▸ SOURCE EXTRACT
[Start of Attachment]

This year looked to be different for lottery and gambling legislation, which has fallen short for years in the Alabama legislature. But this week, with only a handful of meeting days left, competing House and Senate proposals were sent to a conference committee to work out differences. Is this the last gasp for gambling this year?
“It’s anybody’s guess at this point,” said Todd Stacy, host of Capitol Journal on Alabama Public Television.
Stacy discussed those bills and other legislative action this week.
A divide on gambling
The legislation has been stalled since March when senators scaled back a sweeping House-passed plan that would have allowed a lottery, sports betting and up to 10 casinos with table games. The Senate version would not allow sports betting or casinos outside of tribal land.
Any gambling proposal has to be approved by both three-fifths of lawmakers and a majority of voters. Alabamians have not voted on gambling since a proposed lottery was rejected in 1999.

[End of Attachment]

▸ RAW DATA

[Start of Attachment]

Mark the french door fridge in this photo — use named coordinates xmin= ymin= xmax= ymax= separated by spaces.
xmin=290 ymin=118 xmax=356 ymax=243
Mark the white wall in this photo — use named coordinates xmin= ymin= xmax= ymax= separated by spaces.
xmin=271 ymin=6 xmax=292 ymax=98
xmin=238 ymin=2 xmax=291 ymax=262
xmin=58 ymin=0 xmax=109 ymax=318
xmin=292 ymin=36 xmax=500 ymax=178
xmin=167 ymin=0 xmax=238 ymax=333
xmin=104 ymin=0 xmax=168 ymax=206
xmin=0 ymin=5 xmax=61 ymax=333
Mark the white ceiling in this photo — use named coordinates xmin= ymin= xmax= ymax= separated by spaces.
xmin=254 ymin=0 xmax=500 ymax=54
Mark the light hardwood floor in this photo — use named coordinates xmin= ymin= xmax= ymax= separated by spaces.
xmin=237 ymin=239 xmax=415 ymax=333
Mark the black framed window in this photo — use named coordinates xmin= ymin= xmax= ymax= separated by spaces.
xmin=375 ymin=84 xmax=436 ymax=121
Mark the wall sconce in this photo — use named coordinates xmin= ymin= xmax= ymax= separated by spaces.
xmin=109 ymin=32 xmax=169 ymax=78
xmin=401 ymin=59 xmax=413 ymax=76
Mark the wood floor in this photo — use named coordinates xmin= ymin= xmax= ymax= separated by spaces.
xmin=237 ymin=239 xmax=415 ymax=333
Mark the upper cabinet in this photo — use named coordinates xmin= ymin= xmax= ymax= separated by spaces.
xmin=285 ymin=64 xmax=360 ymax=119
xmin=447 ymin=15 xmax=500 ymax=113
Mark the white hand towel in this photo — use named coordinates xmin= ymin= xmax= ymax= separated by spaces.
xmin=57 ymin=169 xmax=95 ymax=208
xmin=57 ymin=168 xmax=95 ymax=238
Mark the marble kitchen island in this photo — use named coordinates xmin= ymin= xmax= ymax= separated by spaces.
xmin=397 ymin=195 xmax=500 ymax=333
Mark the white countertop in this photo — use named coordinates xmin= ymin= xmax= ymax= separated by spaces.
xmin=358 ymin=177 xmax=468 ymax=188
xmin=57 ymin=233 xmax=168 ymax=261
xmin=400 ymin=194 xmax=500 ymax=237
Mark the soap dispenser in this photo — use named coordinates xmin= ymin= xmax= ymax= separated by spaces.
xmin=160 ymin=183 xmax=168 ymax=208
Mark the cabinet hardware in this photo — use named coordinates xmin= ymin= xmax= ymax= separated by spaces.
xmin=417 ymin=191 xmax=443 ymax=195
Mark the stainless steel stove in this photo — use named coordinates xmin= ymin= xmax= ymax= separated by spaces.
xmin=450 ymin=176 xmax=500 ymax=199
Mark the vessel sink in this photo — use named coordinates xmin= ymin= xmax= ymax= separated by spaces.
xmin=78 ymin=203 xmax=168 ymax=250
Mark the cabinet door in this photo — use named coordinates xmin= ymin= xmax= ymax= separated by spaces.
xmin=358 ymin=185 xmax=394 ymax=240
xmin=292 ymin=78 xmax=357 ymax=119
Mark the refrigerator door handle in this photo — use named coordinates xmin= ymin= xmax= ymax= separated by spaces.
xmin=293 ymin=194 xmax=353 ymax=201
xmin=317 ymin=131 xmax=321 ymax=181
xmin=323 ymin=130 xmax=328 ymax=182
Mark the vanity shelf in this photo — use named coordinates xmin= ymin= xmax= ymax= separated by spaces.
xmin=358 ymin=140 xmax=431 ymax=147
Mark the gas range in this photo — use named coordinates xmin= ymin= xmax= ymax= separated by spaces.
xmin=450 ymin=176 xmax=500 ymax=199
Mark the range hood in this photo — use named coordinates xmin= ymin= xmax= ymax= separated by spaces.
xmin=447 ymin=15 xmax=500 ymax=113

[End of Attachment]

▸ QUESTIONS
1) Rewrite the paragraph of the Alabama gambling article that begins "The legislation has been stalled" as a short bulleted list that keeps its main facts.
2) Please continue the Alabama gambling article from where it stops.
The listing above is separate from the Alabama gambling article.

▸ ACTIVITY ANSWERS
1)
- The legislation has been stalled since March.
- Senators scaled back a broad House-passed plan that would have allowed a lottery, sports betting and up to 10 casinos with table games.
- The Senate version would not allow sports betting or casinos outside tribal land.

2)
Stacy said he’s heard mixed views from those on the conference committee about whether a gambling bill will ultimately be successful.
One senator described the situation like “whac-a-mole,” where changes made to attract support result in other lawmakers withdrawing theirs.
“That just kind of tells you even the ones in the room aren’t really sure what’s going to happen here,” Stacy said.
Hospital tax credit stalls
Rural hospitals in Alabama have reached a crisis point with several facilities closing and the remaining ones under strain. A bill aimed at pushing against that trend stalled in a House committee on Wednesday.
The bill would offer a dollar-for-dollar tax credit to individuals and businesses who donate to a fund to support rural hospitals.
“It did run into trouble in committee because there are just a lot of these tax credits that have passed over the years that are all for good things,” Stacy said. “Every time there’s a tax credit like this that takes away money from the Education Trust Fund. It’s kind of a death by a thousand cuts.”
The bill’s sponsor Rep. Terri Collins said she would still work to pass the bill this session.
Death row resentencing voted down
Alabama lawmakers on Wednesday rejected a bill that would provide new sentences for prisoners who were given the death penalty despite a jury’s recommendation of life imprisonment.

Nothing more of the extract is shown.